_Provided passage_:
Everyone Loves a Good Mystery
Mystery author Agatha Christie is the best-selling writer in the history of writing, having sold over 4 billion copies to date. Her play The Mousetrap opened in London in 1952 and is still running after 25,000 performances.
You too can be a part of this rich genre. Mystery is central to human thinking. What happened and why? This is the core idea to most great novels.
But let’s start small. Hone your skill with short mystery stories less than ten pages in length. Then consider tackling your own novel.
#1 – Start with the Ending
Initially, spend all of your time crafting the finish. Your story will be no good if it doesn’t end with a wham. Every word and paragraph leading up to the finale will be for nothing if you don’t leave the reader wowed.
Your conclusion must be surprising. Like a good roller coaster, it should make your readers lean in one direction and then whip them around. So think about the unexpected. Ask essential questions about your crime and criminal.
- What is creative and devious about the crime?
- Who did it?
- What is the motive?
- What is the method?
- Why is it surprising that your criminal did it?
- Who is the obvious (and false) guilty party?
Envision your final scene. Your sleuth discovers and reveals the last clues in a dramatic and entertaining fashion. Your criminal is exposed. The metaphorical curtain drops and the crowd applauds. Hearts should be pumping.
If you can’t feel this concluding moment and aren’t excited to get there, get back to work on until you have a finish line worth crossing.
Once you have your finale, build your fictional machinery to carry your readers there.
#2 – Your Sleuth
Sir Arthur Conan Doyle had Sherlock Holmes. Agatha Christie had Miss Marple and Hercule Poirot. You need a lead character to build around. Craft one right and readers will want to read the next adventure.
Free-write on every aspect of your character. The sleuth will flavor the entire story, so know the person well.
- Are they a professional investigator or an amateur in the right (or wrong) place and time?
- How do they dress? How do they move? How does this reveal the person underneath? Give them a signature style.
- What is their method of investigation? Do they interview and ask lots of questions? Are they a quiet observer with sharp intuition?
- Are they like you? Imagining yourself as the hero of your story can be great fun, but so can channeling a very different character.
- How do they talk? Write a conversation for them and develop a unique form. Write an inner dialogue and understand how they think.
- Do you want to use first or third person narration?

_Dataset content_:
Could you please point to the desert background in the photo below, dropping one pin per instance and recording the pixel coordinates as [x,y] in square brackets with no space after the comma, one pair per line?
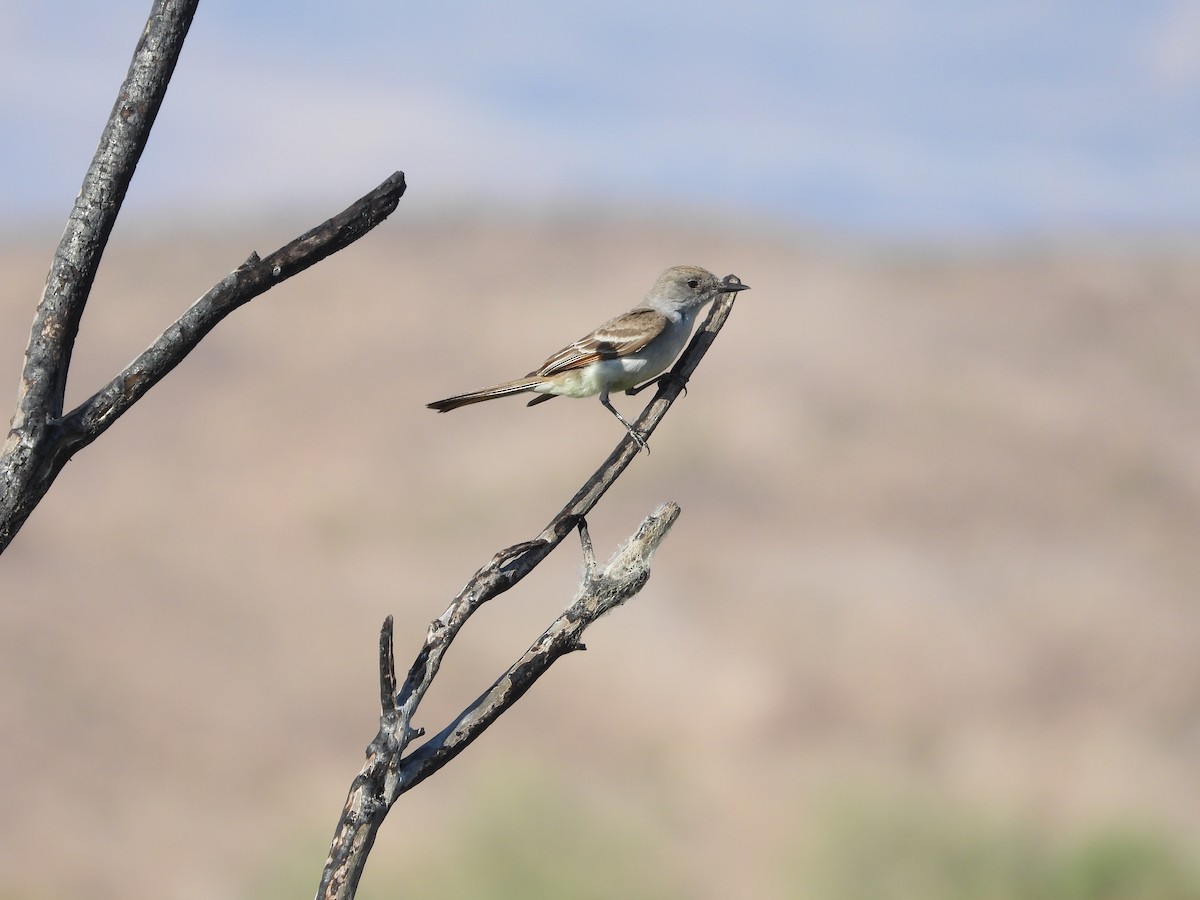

_Things to do_:
- A) In the mystery-writing guide, what length does it set for the short mystery stories it recommends starting with?
- B) Reproduce the part of the mystery-writing guide starting at "#2 – Your Sleuth" and ending at "the next adventure.".

_Expected results_:
- A) Less than ten pages.

- B)
#2 – Your Sleuth
Sir Arthur Conan Doyle had Sherlock Holmes. Agatha Christie had Miss Marple and Hercule Poirot. You need a lead character to build around. Craft one right and readers will want to read the next adventure.